Rewrite the entries below with every "one point per instance" swapped for "a single point for each instance", leaving all other text unchanged.

>> Start

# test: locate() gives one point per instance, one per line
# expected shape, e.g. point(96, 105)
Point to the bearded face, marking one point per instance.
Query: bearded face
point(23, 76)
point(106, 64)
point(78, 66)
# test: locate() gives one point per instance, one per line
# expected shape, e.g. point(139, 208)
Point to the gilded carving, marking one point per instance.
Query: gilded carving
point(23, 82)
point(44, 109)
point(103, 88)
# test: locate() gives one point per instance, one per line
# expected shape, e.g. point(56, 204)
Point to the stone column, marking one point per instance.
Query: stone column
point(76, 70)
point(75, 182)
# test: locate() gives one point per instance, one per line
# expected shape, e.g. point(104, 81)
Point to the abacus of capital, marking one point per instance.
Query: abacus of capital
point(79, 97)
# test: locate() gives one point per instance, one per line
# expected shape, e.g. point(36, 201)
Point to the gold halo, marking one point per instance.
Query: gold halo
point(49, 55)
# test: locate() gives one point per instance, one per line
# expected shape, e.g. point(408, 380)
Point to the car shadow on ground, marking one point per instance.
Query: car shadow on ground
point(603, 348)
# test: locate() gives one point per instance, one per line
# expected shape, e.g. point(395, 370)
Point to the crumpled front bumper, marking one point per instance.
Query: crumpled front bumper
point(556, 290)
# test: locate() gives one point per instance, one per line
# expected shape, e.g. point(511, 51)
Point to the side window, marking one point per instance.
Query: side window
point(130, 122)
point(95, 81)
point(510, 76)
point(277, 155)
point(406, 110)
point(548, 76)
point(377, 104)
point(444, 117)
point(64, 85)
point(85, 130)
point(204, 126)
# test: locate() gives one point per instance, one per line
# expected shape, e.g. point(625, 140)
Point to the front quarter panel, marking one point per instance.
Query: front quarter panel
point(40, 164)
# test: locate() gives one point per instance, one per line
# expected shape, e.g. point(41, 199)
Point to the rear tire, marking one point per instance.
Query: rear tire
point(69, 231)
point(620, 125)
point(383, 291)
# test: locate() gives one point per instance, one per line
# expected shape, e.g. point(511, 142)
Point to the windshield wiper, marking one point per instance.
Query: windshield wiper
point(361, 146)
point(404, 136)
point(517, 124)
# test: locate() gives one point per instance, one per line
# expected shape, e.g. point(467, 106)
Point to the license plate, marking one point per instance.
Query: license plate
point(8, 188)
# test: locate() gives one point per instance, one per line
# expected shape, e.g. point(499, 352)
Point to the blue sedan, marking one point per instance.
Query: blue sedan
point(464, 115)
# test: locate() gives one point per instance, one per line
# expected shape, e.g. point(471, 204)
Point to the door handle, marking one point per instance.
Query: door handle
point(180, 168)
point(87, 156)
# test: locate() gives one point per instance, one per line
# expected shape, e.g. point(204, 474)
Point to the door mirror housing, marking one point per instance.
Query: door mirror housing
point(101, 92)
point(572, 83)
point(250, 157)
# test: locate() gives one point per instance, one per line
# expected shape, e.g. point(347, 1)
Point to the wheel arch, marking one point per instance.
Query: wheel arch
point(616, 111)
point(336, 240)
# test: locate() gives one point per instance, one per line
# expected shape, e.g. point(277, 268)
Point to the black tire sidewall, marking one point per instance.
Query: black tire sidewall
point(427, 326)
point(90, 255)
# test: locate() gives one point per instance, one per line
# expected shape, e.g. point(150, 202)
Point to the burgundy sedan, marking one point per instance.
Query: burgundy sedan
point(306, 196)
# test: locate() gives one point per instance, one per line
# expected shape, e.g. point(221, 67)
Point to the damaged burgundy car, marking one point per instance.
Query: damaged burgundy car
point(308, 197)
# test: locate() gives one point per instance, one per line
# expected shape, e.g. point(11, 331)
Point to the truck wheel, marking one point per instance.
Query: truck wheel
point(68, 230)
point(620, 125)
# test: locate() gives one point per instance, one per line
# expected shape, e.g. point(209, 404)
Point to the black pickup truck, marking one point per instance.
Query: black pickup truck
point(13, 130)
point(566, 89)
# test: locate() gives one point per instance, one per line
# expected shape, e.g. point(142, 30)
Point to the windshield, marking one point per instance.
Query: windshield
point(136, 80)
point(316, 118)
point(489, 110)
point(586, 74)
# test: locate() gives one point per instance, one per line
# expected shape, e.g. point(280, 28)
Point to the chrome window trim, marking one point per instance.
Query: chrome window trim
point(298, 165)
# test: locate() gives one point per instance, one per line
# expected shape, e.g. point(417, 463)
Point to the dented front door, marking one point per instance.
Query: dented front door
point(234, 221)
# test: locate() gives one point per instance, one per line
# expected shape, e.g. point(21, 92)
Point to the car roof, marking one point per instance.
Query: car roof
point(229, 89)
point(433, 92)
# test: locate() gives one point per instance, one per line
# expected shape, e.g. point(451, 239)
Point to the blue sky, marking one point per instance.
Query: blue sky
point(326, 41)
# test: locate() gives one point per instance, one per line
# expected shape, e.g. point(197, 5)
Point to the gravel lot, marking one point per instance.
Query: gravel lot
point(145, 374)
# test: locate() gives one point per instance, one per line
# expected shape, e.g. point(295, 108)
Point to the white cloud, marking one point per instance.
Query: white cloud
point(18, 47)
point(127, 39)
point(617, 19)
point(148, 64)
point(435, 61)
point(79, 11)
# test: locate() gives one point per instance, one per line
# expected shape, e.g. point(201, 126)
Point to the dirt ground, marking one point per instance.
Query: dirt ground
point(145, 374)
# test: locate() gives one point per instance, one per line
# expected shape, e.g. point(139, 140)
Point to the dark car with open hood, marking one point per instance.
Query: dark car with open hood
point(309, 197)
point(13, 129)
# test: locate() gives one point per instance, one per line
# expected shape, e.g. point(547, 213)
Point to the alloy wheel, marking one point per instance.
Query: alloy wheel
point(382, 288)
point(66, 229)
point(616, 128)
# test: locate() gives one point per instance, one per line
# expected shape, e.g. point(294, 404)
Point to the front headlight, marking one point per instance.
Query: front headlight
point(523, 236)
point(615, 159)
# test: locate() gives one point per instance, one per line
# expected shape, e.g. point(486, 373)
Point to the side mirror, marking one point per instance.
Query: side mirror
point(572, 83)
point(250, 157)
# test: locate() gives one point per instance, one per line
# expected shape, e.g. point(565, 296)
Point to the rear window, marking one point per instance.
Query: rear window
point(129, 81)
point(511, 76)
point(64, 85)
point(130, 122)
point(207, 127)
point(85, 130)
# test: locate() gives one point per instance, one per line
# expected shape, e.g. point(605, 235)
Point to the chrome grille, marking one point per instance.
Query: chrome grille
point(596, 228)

>> End

= Written solution =
# test: locate() gives a single point for each instance, one per line
# expected shape, e.g. point(96, 105)
Point to the bearded face, marking a single point for each instance.
Query: bearded face
point(23, 76)
point(106, 64)
point(78, 66)
# test: locate() gives a single point for each instance, one per line
# expected shape, e.g. point(139, 208)
Point to the gilded carving, marking a single point for each instance.
Query: gilded carving
point(23, 82)
point(44, 109)
point(103, 88)
# test: locate() gives a single point for each instance, one per line
# expected shape, e.g. point(56, 204)
Point to the stone column, marking a single point for each instance.
Query: stone column
point(76, 70)
point(75, 182)
# test: locate() gives a single point for each instance, one per line
# expected shape, e.g. point(104, 81)
Point to the abacus of capital, marking a single point for each instance.
Query: abacus of capital
point(79, 97)
# test: locate() gives a single point for each instance, one per line
# expected shape, e.g. point(36, 201)
Point to the gold halo, marking a single point for each instance.
Query: gold halo
point(49, 55)
# test: locate() gives a single point for each instance, one per line
# expected shape, e.g. point(408, 380)
Point to the car shadow on ground, marking a single point for each instance.
Query: car shadow on ground
point(603, 348)
# test: locate() gives a single point for each instance, one per line
# expected shape, e.g. point(395, 370)
Point to the crumpled front bumper, marking a single point for each instance.
Query: crumpled front bumper
point(556, 290)
# test: locate() gives a single point for each instance, one per line
# expected shape, e.g. point(511, 51)
Point to the side window, marking a single point for each instance.
Query: side window
point(130, 122)
point(95, 81)
point(510, 76)
point(277, 155)
point(406, 110)
point(548, 76)
point(377, 104)
point(444, 117)
point(64, 85)
point(85, 130)
point(204, 126)
# test: locate() gives a single point for each instance, one per line
# expected shape, e.g. point(625, 140)
Point to the front quarter panel, marking a single point for each instance.
Query: front quarter panel
point(40, 164)
# test: locate() gives a single point for each instance, one per line
# expected shape, e.g. point(41, 199)
Point to the rear tire, marking a single point for each instance.
Query: rear tire
point(69, 231)
point(620, 125)
point(383, 291)
# test: locate() gives a single point for each instance, one per line
# expected shape, e.g. point(511, 142)
Point to the windshield wiper, marking a single point for each instance.
Query: windshield wiper
point(361, 146)
point(404, 136)
point(517, 124)
# test: locate() gives a single point for each instance, one per line
# expected shape, e.g. point(467, 106)
Point to the license plate, marking a single point for each instance.
Query: license plate
point(8, 188)
# test: locate() gives a single point for each instance, one per line
# expected shape, e.g. point(499, 352)
Point to the blue sedan, marking a single point for each instance.
Query: blue sedan
point(464, 115)
# test: locate() gives a single point for each instance, one per line
# expected shape, e.g. point(471, 204)
Point to the door handle, marking a single point for each instance.
Query: door handle
point(180, 168)
point(87, 156)
# test: locate() gives a single point for each instance, one per line
# expected shape, e.g. point(204, 474)
Point to the door mirror housing, marking a single point for each instance.
Query: door mirror housing
point(101, 92)
point(572, 83)
point(250, 157)
# test: locate() gives a single point for each instance, one per line
# expected shape, e.g. point(347, 1)
Point to the wheel arch, marking a single point for each instance.
Query: wheel arch
point(616, 111)
point(336, 240)
# test: locate() gives a single point for each instance, one per line
# expected shape, e.g. point(277, 268)
Point to the black tire sidewall, marking a single point for each instance.
Query: black tire sidewall
point(427, 326)
point(90, 255)
# test: locate() gives a single point for each instance, one per line
# expected shape, e.g. point(150, 202)
Point to the burgundy sedan, marking a single point for each instance.
Query: burgundy sedan
point(306, 196)
# test: locate() gives a single point for each instance, one per line
# expected shape, e.g. point(221, 67)
Point to the damaged burgundy car, marking a single point for each instance.
Query: damaged burgundy car
point(308, 197)
# test: locate() gives a single point for each instance, one per line
# expected shape, e.g. point(11, 331)
Point to the truck wheel, marking a single point for each instance.
Query: truck wheel
point(68, 230)
point(620, 125)
# test: locate() gives a single point for each instance, one per line
# expected shape, e.g. point(209, 404)
Point to the black pickup truck, marking a single point for each instance.
Query: black pickup truck
point(13, 130)
point(566, 89)
# test: locate() gives a single point for each instance, one per line
# expected shape, e.g. point(142, 30)
Point to the windshield, marking a single point for each instance.
Query: windshield
point(136, 80)
point(316, 118)
point(489, 110)
point(586, 74)
# test: locate() gives a single point for each instance, one per line
# expected shape, e.g. point(280, 28)
Point to the chrome window trim, marking a single point for each instance.
Query: chrome window trim
point(298, 165)
# test: locate() gives a single point for each instance, one per line
# expected shape, e.g. point(417, 463)
Point to the dented front door, marking a single point for each instance.
Query: dented front door
point(234, 221)
# test: locate() gives a single point for each instance, one per line
# expected shape, e.g. point(21, 92)
Point to the car roof, marking a single point for each instance.
Query: car roof
point(229, 89)
point(433, 92)
# test: locate() gives a single point for each instance, one per line
# expected shape, e.g. point(451, 239)
Point to the blue sky, marking a single point for each instance.
Query: blue sky
point(326, 41)
# test: locate() gives a single point for each instance, one per line
# expected shape, e.g. point(197, 5)
Point to the gravel lot, marking a single point for each instance.
Query: gravel lot
point(145, 374)
# test: locate() gives a single point for each instance, one per line
# expected shape, e.g. point(295, 108)
Point to the white cloud, marking a single point for each instance.
Query: white cloud
point(18, 47)
point(127, 39)
point(617, 19)
point(148, 64)
point(435, 61)
point(79, 11)
# test: locate() gives a single point for each instance, one per line
# expected shape, e.g. point(201, 126)
Point to the dirt ground, marking a single point for each instance.
Query: dirt ground
point(145, 374)
# test: locate() gives a single point for each instance, one per line
# expected shape, e.g. point(139, 140)
Point to the dark car with open hood, marking a single point for each instance.
Query: dark car with open hood
point(309, 197)
point(13, 129)
# test: locate() gives a single point for each instance, one per line
# expected shape, e.g. point(547, 213)
Point to the alloy wheel, marking a single point for each instance.
Query: alloy wheel
point(382, 288)
point(66, 229)
point(616, 128)
# test: locate() gives a single point for each instance, one per line
# expected shape, e.g. point(294, 404)
Point to the front headlight, marking a single point for each instance.
Query: front headlight
point(523, 236)
point(615, 159)
# test: locate() gives a single point for each instance, one per line
# expected shape, e.g. point(486, 373)
Point to the side mirror, marking a single point for each instance.
Query: side mirror
point(572, 83)
point(250, 157)
# test: locate() gives a single point for each instance, one per line
# expected shape, e.g. point(565, 296)
Point to the rear window, marking a single point for each instance.
Query: rear window
point(129, 81)
point(511, 76)
point(64, 85)
point(130, 122)
point(207, 127)
point(85, 130)
# test: locate() gives a single point for each instance, one per line
# expected shape, e.g. point(605, 235)
Point to the chrome grille, marking a single point for each instance.
Query: chrome grille
point(596, 228)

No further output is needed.